▶ [WHAT IS NEEDED]:
Return every line in the rows below that contains the word "head". Matching is case-sensitive.
□ □ □
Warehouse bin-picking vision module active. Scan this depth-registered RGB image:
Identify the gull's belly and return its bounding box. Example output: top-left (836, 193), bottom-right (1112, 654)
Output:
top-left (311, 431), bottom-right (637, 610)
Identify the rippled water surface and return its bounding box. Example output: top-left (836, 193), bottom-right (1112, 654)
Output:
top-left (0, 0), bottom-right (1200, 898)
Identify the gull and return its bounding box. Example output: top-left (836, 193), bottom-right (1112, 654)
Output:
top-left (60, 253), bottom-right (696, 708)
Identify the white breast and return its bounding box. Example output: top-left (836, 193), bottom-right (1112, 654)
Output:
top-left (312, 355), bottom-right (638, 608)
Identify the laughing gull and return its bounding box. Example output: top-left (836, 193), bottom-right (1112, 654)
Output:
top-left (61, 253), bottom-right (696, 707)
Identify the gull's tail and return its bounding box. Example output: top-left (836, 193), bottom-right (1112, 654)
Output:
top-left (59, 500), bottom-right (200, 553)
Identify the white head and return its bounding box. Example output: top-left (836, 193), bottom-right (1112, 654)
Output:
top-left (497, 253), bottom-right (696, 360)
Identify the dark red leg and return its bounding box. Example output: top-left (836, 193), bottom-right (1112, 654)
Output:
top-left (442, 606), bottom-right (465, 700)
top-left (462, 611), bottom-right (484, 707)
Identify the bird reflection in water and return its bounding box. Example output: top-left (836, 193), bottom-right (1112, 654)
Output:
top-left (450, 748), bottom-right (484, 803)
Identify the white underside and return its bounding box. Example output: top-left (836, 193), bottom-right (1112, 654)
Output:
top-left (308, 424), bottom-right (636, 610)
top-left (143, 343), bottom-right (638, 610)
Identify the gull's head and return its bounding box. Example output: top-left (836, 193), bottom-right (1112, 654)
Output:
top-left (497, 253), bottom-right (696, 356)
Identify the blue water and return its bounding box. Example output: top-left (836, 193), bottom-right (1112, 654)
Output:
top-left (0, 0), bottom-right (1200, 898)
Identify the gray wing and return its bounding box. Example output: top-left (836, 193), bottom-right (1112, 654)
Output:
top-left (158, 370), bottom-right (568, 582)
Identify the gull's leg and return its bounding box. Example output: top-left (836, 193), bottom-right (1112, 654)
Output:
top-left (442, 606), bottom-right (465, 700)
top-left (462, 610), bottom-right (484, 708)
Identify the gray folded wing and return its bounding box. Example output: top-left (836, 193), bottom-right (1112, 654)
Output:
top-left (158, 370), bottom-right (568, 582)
□ □ □
▶ [EXERCISE SOLUTION]:
Identify the white head and return its bounding box. Example output: top-left (836, 193), bottom-right (1112, 654)
Identify the gull's head and return its bounding box. Example output: top-left (836, 193), bottom-right (1112, 654)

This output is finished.